» **Extrait du document**
---*---
La Surveillante ne courant plus de danger imminent, Du Couëdic céda enfin aux instances de se laisser panser qu’on lui faisait depuis long-temps ; la perte de son sang, qui depuis plusieurs heures coulait par trois blessures, l’avait affaibli jusqu’à l’épuisement. Un seul officier de l’état-major, Dufresneau, n’était pas grièvement blessé : c’est à lui que fut remis le commandement de la frégate. Il fit route vers l’extrémité ouest de la Bretagne.

Les deux cutters, nous l’avons dit, avaient cessé de combattre, afin de porter secours aux frégates. L’Expédition se trouva bientôt à l’endroit où avait sauté le Quebec, et où surnageaient encore un certain nombre de matelots anglais. Guidée par leurs cris, car l’obscurité était survenue, l’Expédition parvint à en sauver huit, parmi lesquels se trouvait le premier lieutenant, John Roberts. En dépit d’une fracture au bras droit, il s’était soutenu sur l’eau plusieurs heures. Cruellement maltraitée dans son combat avec le Rambler, l’Expédition, se dirigeant sur un fanal placé à l’arrière de la Surveillante, parvint pourtant à rallier cette dernière. On décida qu’elle essaierait de lui donner la remorque ; des cordages furent passés à cet effet de l’un à l’autre navire, manœuvre qui les tint quelques instans dans un voisinage très rapproché. Les Anglais de la Surveillante et ceux de l’Expédition en profitèrent pour entrer en conversation. C’était à qui ferait résonner le plus vite et le plus fort les noms de ses amis, pour s’assurer s’ils se trouvaient parmi les survivans. De joyeux houras accueillaient çà et là quelques noms ; le plus grand nombre était suivi d’un morne silence.

Mille périls menaçaient encore la Surveillante et l’Expédition. Bordages, courbes et baux de la frégate avaient été mis en pièces par le combat ; les voies d’eau, imparfaitement fermées, pouvaient se rouvrir d’un moment à l’autre, et il n’y avait plus de pompes en état de servir : les seules épargnées par le feu de l’ennemi se trouvaient maintenant hors de service par l’emploi forcé qui en avait été fait. Des canons gisaient sur leurs affûts brisés, d’autres roulaient çà et là ; les armes à feu, fusils, pierriers, pistolets, étaient détériorés, et n’auraient pu d’ailleurs servir, faute de poudre : en éteignant le feu, on en avait noyé le peu qui n’avait pas été consommé dans le combat. En cas d’attaque d’un ennemi, l’équipage en eût été réduit au sabre, à la hache, aux poignards. Le moindre corsaire, le plus misérable bateau pêcheur, à l’aide de quelques fusils, d’un ou deux pierriers, aurait donc triomphé facilement de la frégate et du cutter, à peu près aussi maltraité qu’elle ? Tout était devenu à craindre, et le vent, et la mer, et le plus faible ennemi. Que d’angoisses, que d’anxiétés au cœur de Du Couëdic ! Elles le déchiraient plus douloureusement que la sonde et le trépan aux mains des chirurgiens.
---*---
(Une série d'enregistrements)
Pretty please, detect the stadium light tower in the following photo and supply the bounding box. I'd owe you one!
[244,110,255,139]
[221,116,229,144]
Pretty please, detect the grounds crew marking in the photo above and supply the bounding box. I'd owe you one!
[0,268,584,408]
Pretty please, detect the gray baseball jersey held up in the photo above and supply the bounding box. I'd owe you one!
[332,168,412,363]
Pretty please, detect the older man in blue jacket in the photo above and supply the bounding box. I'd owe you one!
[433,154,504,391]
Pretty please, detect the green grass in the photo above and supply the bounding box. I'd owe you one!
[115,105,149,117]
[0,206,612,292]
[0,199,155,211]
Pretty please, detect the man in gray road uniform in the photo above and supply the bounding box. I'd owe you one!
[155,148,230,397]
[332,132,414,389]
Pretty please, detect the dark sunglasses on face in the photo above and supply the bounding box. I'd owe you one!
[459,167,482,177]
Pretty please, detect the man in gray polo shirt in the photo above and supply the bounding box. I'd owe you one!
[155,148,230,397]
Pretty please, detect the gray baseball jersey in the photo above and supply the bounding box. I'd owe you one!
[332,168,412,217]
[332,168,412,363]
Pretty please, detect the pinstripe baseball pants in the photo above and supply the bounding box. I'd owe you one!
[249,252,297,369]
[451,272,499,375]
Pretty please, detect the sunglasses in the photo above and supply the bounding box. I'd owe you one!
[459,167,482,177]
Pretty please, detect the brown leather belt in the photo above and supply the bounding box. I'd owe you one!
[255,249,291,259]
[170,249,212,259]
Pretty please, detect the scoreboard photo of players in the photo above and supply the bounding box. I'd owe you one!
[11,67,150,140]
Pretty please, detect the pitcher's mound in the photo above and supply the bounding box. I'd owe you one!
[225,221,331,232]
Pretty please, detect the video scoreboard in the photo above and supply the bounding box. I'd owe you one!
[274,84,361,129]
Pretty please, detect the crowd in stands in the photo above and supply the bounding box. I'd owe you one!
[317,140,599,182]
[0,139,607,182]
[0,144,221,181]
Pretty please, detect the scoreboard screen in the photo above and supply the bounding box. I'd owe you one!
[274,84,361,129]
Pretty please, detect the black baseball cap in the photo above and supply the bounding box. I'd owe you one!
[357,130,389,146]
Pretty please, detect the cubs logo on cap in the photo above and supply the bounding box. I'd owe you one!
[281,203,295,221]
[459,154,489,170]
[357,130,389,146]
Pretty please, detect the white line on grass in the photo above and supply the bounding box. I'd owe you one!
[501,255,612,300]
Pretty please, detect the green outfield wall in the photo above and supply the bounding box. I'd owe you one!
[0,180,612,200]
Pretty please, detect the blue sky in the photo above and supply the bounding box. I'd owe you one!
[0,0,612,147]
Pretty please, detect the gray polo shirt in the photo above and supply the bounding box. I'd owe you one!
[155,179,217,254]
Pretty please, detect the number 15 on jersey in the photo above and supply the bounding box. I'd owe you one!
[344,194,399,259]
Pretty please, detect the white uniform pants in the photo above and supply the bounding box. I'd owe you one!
---*---
» **Exercices proposés**
• 1. Répondez aux questions suivantes à partir de l'extrait sur la Surveillante.
(a) À quel officier fut remis le commandement de la frégate ?
(b) Combien de matelots anglais l'Expédition parvint-elle à sauver ?
(c) Sur quoi l'Expédition se dirigea-t-elle pour rallier la Surveillante ?
• 2. Traduisez en anglais cette phrase de l'extrait : « Un seul officier de l’état-major, Dufresneau, n’était pas grièvement blessé : c’est à lui que fut remis le commandement de la frégate. »
• 3. Relevez tous les noms de navires mentionnés dans l'extrait.
Appuyez-vous uniquement sur l'extrait.

» **Corrigés**
• 1.
(a) À Dufresneau.
(b) Huit.
(c) Sur un fanal placé à l'arrière de la Surveillante.

• 2. Only one officer of the staff, Dufresneau, was not seriously wounded: it was to him that command of the frigate was given.

• 3. La Surveillante, l'Expédition, le Quebec, le Rambler.